▸ Stored data:
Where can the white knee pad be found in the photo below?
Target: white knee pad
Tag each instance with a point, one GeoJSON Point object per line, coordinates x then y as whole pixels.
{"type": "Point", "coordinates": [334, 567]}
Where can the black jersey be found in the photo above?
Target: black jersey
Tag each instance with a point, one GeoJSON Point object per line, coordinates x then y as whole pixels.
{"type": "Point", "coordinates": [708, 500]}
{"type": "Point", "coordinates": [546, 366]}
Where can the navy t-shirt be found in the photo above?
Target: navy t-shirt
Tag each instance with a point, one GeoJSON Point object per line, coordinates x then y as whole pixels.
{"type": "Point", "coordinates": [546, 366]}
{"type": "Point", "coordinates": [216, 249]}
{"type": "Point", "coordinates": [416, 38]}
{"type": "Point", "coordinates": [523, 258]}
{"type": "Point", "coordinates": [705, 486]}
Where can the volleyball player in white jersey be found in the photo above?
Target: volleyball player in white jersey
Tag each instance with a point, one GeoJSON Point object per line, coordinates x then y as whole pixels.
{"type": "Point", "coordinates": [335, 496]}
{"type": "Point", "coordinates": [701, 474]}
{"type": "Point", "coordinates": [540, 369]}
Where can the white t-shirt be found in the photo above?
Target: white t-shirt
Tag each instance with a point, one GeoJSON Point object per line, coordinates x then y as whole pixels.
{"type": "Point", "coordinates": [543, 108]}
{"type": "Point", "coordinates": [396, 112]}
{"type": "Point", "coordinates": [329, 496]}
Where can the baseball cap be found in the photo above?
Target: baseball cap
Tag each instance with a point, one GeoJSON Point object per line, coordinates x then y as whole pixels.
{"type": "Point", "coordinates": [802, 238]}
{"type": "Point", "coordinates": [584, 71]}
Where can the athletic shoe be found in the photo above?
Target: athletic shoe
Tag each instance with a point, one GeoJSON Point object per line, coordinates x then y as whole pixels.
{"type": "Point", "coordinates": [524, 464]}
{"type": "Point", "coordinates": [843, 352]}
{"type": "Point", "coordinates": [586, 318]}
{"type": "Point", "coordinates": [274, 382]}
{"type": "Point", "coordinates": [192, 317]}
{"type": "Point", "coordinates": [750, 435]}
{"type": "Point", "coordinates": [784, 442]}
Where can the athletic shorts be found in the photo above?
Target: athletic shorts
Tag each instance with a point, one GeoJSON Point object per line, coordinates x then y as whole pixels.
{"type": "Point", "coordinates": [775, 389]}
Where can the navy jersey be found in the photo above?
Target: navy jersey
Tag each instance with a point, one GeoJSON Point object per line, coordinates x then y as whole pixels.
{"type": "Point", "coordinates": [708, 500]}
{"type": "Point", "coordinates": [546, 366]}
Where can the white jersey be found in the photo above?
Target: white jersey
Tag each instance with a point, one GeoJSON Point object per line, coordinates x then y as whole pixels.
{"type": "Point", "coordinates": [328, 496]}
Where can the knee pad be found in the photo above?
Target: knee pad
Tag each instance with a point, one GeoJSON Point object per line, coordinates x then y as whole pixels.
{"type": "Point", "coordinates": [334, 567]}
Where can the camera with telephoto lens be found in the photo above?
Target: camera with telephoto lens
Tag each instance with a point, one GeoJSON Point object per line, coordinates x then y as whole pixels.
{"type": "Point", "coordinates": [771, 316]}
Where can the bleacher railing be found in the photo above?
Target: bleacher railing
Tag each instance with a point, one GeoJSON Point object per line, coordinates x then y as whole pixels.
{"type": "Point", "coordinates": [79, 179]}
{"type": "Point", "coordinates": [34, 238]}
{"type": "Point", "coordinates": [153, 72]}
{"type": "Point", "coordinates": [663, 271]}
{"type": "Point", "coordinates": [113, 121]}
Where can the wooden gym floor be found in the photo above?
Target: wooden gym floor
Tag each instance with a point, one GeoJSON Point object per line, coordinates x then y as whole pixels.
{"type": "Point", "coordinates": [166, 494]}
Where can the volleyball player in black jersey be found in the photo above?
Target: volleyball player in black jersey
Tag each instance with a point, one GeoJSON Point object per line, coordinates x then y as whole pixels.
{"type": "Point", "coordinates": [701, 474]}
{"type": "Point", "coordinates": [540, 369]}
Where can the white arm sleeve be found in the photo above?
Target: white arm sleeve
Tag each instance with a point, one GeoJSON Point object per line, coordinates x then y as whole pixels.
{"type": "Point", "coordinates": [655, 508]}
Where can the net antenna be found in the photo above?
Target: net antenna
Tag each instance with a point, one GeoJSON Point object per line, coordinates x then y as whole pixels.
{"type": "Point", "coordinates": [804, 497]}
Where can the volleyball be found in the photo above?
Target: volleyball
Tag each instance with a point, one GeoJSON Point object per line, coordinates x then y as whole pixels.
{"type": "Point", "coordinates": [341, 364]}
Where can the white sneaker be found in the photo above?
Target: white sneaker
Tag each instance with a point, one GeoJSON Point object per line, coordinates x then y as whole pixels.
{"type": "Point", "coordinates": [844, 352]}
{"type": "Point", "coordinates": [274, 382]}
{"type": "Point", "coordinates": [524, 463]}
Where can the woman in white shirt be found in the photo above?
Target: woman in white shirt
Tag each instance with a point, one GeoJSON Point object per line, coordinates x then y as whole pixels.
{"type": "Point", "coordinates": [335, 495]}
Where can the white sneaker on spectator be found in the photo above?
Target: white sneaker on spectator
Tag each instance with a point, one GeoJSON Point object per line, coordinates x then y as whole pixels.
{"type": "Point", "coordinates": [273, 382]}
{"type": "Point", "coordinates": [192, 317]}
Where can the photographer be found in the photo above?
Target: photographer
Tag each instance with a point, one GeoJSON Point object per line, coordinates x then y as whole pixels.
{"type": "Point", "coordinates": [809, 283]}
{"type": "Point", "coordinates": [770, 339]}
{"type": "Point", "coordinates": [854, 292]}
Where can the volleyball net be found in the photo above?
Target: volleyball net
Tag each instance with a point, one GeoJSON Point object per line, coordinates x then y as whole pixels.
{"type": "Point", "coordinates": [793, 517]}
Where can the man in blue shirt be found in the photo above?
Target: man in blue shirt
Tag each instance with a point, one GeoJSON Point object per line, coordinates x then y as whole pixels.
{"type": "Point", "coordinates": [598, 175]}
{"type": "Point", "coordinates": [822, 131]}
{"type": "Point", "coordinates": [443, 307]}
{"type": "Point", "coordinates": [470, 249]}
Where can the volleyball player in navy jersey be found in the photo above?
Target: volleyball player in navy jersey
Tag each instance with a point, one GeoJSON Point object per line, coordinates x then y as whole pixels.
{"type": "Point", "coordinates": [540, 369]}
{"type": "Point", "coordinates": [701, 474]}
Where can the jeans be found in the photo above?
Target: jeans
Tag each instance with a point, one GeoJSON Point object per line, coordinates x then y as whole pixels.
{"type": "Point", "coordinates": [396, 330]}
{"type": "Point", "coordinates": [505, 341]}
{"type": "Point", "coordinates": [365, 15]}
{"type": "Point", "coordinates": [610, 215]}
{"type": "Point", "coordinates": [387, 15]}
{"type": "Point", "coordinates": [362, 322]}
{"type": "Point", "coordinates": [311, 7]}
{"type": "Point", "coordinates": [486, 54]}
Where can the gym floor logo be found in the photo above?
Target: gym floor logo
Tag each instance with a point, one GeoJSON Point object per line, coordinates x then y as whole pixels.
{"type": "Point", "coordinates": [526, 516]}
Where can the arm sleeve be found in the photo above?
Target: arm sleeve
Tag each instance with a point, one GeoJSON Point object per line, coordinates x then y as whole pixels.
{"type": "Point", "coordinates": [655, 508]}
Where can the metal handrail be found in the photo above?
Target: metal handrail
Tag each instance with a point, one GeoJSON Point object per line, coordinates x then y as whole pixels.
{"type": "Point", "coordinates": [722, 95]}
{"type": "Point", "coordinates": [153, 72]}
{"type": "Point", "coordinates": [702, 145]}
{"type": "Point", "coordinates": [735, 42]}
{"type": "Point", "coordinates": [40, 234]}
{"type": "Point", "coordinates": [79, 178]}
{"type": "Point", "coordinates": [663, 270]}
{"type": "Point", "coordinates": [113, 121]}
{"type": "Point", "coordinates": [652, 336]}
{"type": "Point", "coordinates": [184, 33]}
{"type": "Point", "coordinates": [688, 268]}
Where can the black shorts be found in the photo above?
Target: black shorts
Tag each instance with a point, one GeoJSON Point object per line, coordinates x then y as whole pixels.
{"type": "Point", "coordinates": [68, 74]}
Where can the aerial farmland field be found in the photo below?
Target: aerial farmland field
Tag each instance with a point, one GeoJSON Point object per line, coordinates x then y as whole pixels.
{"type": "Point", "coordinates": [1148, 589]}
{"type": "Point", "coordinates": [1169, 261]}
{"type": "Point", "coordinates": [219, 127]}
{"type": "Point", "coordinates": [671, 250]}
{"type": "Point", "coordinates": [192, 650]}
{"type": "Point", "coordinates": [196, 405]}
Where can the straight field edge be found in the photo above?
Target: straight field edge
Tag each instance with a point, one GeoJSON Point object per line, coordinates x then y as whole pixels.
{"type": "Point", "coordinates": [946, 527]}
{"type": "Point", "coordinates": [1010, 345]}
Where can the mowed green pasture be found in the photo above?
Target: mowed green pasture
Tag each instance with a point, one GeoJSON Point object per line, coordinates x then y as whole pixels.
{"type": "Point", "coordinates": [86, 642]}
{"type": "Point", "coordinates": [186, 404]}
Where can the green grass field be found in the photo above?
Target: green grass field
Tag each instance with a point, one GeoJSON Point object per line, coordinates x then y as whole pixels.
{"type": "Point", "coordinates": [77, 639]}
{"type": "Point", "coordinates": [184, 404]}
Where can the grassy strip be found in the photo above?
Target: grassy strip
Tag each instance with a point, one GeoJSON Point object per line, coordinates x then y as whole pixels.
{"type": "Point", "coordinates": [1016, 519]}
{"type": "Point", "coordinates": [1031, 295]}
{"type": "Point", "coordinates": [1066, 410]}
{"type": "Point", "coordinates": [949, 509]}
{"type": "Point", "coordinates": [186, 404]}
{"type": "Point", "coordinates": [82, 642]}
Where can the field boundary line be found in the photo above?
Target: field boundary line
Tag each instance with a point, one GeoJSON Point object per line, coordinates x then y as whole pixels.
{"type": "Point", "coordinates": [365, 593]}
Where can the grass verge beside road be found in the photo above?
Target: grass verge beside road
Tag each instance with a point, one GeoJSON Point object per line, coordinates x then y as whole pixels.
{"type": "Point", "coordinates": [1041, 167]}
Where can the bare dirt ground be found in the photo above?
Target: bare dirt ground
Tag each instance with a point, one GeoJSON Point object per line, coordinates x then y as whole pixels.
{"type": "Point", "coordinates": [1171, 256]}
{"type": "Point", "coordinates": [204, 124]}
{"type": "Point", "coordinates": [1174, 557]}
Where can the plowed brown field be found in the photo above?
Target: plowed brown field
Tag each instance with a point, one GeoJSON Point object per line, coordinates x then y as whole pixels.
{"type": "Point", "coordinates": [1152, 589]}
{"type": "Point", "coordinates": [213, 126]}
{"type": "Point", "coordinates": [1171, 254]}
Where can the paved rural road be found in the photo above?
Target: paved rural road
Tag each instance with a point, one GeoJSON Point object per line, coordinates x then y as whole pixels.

▸ Task directions:
Quote exactly what appears from the line containing "Where can the field" through the final line of the listing above, including both of those lines.

▸ Output for this task:
Where can the field boundary line be found in the photo above?
Target: field boundary line
Tag each instance with a point, one GeoJSON Point object per line, coordinates x then y as whole pixels.
{"type": "Point", "coordinates": [365, 593]}
Where can the grass verge beside road be found in the photo above?
Target: grass verge beside road
Tag each instance with a point, one GeoJSON Point object per line, coordinates x then y as whole pixels.
{"type": "Point", "coordinates": [1041, 167]}
Where can the bare dirt ground be found in the photo above?
Target: bare dirt ground
Tag each instance with a point, one GeoJSON Point object per line, coordinates x then y as whole pixels.
{"type": "Point", "coordinates": [1171, 256]}
{"type": "Point", "coordinates": [204, 124]}
{"type": "Point", "coordinates": [1174, 557]}
Where can the plowed brown field be found in the photo above?
Target: plowed brown field
Tag each instance with a point, one GeoJSON Point object per line, coordinates x then y as whole pixels.
{"type": "Point", "coordinates": [1152, 589]}
{"type": "Point", "coordinates": [213, 126]}
{"type": "Point", "coordinates": [1171, 254]}
Where can the paved rural road be found in the photo above?
Target: paved rural road
Tag each instance with a point, one GeoJSON Point object per line, coordinates x then y as whole pixels.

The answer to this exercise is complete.